= Beginning of Section =

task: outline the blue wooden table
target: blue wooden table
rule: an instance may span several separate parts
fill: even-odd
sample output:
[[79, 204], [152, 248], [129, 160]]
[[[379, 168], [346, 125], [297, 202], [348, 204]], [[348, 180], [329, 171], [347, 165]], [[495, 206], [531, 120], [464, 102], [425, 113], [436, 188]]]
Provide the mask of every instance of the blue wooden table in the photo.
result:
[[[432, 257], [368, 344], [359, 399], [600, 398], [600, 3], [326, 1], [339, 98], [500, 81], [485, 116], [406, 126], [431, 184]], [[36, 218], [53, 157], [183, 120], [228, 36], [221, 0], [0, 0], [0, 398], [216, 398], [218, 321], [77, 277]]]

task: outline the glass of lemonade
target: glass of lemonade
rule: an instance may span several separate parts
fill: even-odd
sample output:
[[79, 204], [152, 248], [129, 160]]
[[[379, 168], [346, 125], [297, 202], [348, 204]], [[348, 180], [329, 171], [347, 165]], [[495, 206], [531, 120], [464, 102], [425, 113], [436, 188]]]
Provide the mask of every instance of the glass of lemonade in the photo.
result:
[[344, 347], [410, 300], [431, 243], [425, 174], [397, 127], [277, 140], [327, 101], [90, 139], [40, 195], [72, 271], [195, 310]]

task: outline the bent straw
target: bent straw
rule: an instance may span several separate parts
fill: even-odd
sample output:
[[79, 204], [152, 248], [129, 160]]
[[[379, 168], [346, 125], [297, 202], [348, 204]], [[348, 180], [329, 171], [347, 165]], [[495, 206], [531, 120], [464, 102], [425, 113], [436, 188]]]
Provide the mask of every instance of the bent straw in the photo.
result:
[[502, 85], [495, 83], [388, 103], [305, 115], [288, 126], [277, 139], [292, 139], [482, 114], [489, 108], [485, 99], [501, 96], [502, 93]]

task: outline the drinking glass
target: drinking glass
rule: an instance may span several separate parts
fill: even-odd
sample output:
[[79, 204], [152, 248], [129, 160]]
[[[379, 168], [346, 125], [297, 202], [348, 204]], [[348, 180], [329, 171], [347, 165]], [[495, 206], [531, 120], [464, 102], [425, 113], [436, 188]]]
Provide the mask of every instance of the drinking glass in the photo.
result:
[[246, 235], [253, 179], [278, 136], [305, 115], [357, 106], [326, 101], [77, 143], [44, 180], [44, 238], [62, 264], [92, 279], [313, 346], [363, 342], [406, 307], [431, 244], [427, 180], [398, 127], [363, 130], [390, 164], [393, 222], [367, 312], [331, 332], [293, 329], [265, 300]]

= End of Section =

* _TASK OBJECTIVE_
Your answer should consist only of the lines above between the line holding "task: outline the drinking glass" and the line holding "Provide the mask of every instance of the drinking", inclusive, each transcribed exactly.

* _REPLY_
task: outline the drinking glass
target: drinking glass
rule: an instance may span several separate parts
fill: even-odd
sample output:
[[79, 204], [152, 248], [129, 160]]
[[[379, 168], [346, 125], [297, 202], [348, 204]], [[348, 180], [329, 171], [347, 165]], [[495, 206], [531, 120], [464, 102], [425, 113], [436, 188]]]
Provide the mask of every instance of the drinking glass in the photo.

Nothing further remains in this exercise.